Work to be completed:
With the first line below as the start and the line containing "An instance of the person" as the end, copy every line between them exactly, ends included.

[Segmentation mask data]
Segment Open

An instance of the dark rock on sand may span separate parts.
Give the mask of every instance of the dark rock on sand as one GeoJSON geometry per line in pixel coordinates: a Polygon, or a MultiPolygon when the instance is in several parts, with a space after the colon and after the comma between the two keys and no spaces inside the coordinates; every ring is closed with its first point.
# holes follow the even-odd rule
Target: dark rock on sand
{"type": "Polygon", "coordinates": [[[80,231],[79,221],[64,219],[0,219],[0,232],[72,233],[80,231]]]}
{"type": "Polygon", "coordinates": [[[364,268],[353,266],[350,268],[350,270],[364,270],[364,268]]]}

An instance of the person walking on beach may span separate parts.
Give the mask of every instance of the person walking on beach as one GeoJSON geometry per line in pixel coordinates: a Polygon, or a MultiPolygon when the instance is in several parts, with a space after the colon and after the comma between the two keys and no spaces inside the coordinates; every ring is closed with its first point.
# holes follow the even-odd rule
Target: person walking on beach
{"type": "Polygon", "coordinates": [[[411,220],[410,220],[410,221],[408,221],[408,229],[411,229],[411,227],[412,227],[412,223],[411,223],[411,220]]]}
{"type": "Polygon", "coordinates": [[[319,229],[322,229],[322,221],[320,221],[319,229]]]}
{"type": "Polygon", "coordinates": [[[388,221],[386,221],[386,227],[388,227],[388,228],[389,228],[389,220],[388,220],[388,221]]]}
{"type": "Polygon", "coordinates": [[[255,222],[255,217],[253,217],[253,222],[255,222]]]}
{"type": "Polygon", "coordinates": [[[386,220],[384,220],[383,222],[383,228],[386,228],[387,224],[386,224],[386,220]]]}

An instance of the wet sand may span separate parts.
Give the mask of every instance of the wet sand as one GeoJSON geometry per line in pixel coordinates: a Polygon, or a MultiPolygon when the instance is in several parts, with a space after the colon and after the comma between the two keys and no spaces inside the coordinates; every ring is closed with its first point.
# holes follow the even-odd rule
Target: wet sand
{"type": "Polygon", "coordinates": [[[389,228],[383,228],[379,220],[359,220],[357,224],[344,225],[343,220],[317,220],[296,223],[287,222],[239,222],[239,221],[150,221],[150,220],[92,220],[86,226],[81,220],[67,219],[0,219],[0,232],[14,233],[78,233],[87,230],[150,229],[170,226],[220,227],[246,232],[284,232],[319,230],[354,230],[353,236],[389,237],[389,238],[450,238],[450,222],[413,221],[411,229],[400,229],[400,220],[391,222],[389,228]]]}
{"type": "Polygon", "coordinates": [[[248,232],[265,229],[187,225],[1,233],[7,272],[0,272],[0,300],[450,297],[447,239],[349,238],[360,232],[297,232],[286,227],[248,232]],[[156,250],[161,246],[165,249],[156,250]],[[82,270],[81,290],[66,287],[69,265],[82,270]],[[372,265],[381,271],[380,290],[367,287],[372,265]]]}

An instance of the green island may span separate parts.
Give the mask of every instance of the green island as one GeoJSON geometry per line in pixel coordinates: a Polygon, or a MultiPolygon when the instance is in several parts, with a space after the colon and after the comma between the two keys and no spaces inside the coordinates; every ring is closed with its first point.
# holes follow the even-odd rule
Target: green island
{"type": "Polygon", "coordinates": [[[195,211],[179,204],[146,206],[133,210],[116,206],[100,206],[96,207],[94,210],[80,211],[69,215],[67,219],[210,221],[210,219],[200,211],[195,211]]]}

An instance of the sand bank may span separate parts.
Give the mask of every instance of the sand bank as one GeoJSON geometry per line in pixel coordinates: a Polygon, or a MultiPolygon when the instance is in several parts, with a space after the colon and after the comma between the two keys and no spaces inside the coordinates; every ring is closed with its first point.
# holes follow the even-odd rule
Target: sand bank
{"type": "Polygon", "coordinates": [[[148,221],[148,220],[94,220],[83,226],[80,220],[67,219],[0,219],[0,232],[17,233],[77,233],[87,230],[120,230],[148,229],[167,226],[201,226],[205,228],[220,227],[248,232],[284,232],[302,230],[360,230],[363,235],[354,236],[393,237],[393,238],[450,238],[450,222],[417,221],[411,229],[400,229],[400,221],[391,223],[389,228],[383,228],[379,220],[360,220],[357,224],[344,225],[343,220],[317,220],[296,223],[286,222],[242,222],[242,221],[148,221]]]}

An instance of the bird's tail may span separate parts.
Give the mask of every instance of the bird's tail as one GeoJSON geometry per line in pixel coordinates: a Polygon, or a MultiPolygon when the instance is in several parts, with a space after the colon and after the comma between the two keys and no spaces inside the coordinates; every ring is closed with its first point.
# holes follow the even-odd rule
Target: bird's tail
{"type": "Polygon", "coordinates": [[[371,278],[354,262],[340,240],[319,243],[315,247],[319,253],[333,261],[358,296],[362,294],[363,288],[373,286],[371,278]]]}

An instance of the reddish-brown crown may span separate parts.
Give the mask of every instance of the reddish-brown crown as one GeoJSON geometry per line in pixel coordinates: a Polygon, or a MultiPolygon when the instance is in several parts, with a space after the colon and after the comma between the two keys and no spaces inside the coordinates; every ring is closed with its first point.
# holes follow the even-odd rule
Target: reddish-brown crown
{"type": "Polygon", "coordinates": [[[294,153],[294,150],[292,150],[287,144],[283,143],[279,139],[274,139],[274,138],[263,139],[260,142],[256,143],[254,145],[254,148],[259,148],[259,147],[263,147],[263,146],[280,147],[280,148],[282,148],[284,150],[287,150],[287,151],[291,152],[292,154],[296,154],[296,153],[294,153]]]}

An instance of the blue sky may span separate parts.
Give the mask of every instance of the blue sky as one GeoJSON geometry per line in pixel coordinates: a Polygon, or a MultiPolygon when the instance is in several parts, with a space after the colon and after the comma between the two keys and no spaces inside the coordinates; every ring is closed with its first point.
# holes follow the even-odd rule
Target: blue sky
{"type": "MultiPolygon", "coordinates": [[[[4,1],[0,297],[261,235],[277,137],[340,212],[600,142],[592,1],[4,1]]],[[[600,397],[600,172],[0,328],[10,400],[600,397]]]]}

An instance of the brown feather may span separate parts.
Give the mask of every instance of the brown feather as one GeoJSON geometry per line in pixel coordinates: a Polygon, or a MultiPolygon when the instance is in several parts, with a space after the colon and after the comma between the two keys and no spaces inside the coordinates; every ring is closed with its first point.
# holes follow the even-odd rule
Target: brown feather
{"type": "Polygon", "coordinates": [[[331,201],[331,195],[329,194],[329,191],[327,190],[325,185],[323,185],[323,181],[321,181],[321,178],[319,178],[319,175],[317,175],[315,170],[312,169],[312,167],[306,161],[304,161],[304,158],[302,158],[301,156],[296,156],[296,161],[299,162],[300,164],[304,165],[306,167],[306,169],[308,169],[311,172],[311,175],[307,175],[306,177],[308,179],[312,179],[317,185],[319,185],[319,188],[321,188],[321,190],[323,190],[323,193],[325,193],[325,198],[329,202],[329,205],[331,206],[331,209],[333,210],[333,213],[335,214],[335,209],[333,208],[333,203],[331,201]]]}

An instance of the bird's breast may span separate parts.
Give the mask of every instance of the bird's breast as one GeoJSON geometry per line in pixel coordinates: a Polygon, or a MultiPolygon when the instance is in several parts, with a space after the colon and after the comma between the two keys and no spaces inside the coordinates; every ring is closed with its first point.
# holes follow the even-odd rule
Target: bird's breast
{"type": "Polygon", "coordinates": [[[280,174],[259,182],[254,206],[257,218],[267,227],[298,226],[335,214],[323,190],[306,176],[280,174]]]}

Segment Closed

Solution to the exercise:
An instance of the dark rock on sand may span separate parts.
Give the mask of every instance of the dark rock on sand as one GeoJSON geometry per line in pixel coordinates: a Polygon, or a MultiPolygon when the instance is in several parts, with a space after the colon and after the comma between the two keys and no spaces inside the coordinates; every ring is closed with its first point.
# holes follow the even-odd rule
Target: dark rock on sand
{"type": "Polygon", "coordinates": [[[80,231],[79,221],[64,219],[0,219],[0,232],[72,233],[80,231]]]}
{"type": "Polygon", "coordinates": [[[364,268],[353,266],[350,268],[350,270],[364,270],[364,268]]]}

An instance of the person walking on beach may span separate parts.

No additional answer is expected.